- EXERCISE AIM -
Only certain lines below are wanted: those starting at the line containing "Target: woman in pink dress" and ending at the line containing "Target: blue t-shirt in crowd", both included, each retyped exactly.

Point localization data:
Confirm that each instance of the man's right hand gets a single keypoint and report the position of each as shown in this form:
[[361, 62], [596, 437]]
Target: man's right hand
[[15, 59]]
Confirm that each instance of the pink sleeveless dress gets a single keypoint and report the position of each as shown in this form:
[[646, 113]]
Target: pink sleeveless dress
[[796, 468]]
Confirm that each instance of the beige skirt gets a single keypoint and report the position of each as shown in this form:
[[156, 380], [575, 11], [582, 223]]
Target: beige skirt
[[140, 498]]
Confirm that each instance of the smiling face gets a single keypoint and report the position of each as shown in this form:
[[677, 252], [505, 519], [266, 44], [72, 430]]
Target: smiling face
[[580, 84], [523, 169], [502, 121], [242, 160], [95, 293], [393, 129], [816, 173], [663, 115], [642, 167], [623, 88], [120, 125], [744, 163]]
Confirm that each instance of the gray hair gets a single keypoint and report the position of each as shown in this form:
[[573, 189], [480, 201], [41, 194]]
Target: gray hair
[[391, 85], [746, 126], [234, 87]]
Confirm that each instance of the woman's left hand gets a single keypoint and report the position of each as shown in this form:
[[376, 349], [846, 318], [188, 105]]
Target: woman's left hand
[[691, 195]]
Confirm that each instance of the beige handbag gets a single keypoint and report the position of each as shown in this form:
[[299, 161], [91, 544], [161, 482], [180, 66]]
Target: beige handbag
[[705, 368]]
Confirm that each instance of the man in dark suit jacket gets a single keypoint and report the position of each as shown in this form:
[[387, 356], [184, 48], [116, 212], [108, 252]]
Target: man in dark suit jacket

...

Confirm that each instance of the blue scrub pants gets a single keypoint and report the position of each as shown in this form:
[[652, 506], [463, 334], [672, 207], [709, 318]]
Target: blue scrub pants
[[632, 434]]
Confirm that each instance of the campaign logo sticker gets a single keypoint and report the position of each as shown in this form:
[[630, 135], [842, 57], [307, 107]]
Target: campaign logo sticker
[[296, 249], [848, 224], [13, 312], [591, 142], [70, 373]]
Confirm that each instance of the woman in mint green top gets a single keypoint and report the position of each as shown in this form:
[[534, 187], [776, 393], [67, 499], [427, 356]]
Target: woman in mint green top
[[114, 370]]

...

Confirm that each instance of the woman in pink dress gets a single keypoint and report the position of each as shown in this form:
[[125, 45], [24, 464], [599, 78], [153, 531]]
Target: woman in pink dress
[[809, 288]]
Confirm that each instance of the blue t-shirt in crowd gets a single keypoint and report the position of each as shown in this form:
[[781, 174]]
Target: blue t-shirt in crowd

- RESULT OF THIS TASK -
Target: woman in pink dress
[[809, 288]]
Confirm that each instance of the blue t-shirt in crowd gets a single keypoint and report the position of each as shown in this form:
[[781, 174]]
Target: blue t-shirt in crowd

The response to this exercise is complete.